— begin EXTRACT TO READ —

Optimising Small Data Structures in JRuby+Truffle

Chris Seaton, 10 August 2014

Small data structures such as arrays and hashes with just a few elements or key-value pairs are very common in Ruby programs. They’re typically used to implement many patterns in idiomatic Ruby code. For example an array with just two or three elements is often used to implement a kind of multiple return, and a hash with just a couple of key-value pairs is often used to implement keyword arguments.

Of course, some of these data structures will grow as the program runs, but it’s intuitively a reasonable hypothesis that many arrays and hashes begin small and stay small. If that’s the case, then we want to optimise for that.

Our immediate motivation for this work was that we found that small arrays and hashes were very common in the chunky_png and psd.rb gems that we wanted to experiment with optimising using Truffle. As we explained in a previous blog post, both of these gems use many small arrays and hashes in the inner loop of image processing routines. Examples include storing pixel values as a small {r:, g:, b:} hash, or creating a small array of [n, min, max] and sorting it to clamp a value in bounds.

In this blog post we’ll show what JRuby+Truffle does to optimise these small data structures. It will help to explain how we are able to entirely constant fold the acid test benchmark in the previous post.

Storage Strategies

As a Ruby programmer you may think that the Array and Hash data structures that you use every day are implemented using one fixed algorithm no matter what they contain. This is generally the case in other implementations of Ruby. MRI will always use a C VALUE* to implement an array, and will always use a full hash table with an array of pointers to a linked list of buckets to implement a hash. JRuby and Rubinius work in a very similar way.

The problem with this is that it’s often way over the top for what we actually need. An array that only ever contains Fixnum values could be implemented as a int* array, saving us the work of tagging and untagging the value. A hash that only contains three key-value pairs doesn’t need all of the indirection of a list of buckets and it could be better implemented as a single flat array of keys and values.

We have to meet the contract that the Array and Hash classes specify, which includes the explicit contract such as the methods they provide, and the implicit contract that is the algorithmic complexity of these methods. But as long as we can do that, we’re free to implement these data structures however we like.

JRuby+Truffle uses a novel variant of a technique that is already in use in the various PyPy projects, called strategies, published by Carl Friedrich Bolz, Lukas Diekmann and Laurence Tratt. The idea is that we have a range of different ways of implementing each data structure. Each array and hash references the strategy that they’re currently using and you delegate operations to the current strategy. As the program runs, objects can change their strategy if the current one isn’t appropriate any more.

— end EXTRACT TO READ —

### INSTRUCTIONS TO FOLLOW:
Reproduce the passage from the JRuby+Truffle post word for word, starting at "JRuby+Truffle uses a" and ending after "appropriate any more.".

— begin STORED DATA —

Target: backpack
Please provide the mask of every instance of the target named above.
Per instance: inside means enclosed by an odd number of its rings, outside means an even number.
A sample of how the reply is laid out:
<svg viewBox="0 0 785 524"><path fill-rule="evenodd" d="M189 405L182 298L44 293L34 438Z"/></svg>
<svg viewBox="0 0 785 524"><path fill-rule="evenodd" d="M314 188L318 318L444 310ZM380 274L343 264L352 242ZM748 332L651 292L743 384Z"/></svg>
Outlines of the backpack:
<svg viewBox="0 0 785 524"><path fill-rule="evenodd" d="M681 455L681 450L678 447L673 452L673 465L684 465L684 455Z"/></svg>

— end STORED DATA —

### SOLVED EXERCISE:
JRuby+Truffle uses a novel variant of a technique that is already in use in the various PyPy projects, called strategies, published by Carl Friedrich Bolz, Lukas Diekmann and Laurence Tratt. The idea is that we have a range of different ways of implementing each data structure. Each array and hash references the strategy that they’re currently using and you delegate operations to the current strategy. As the program runs, objects can change their strategy if the current one isn’t appropriate any more.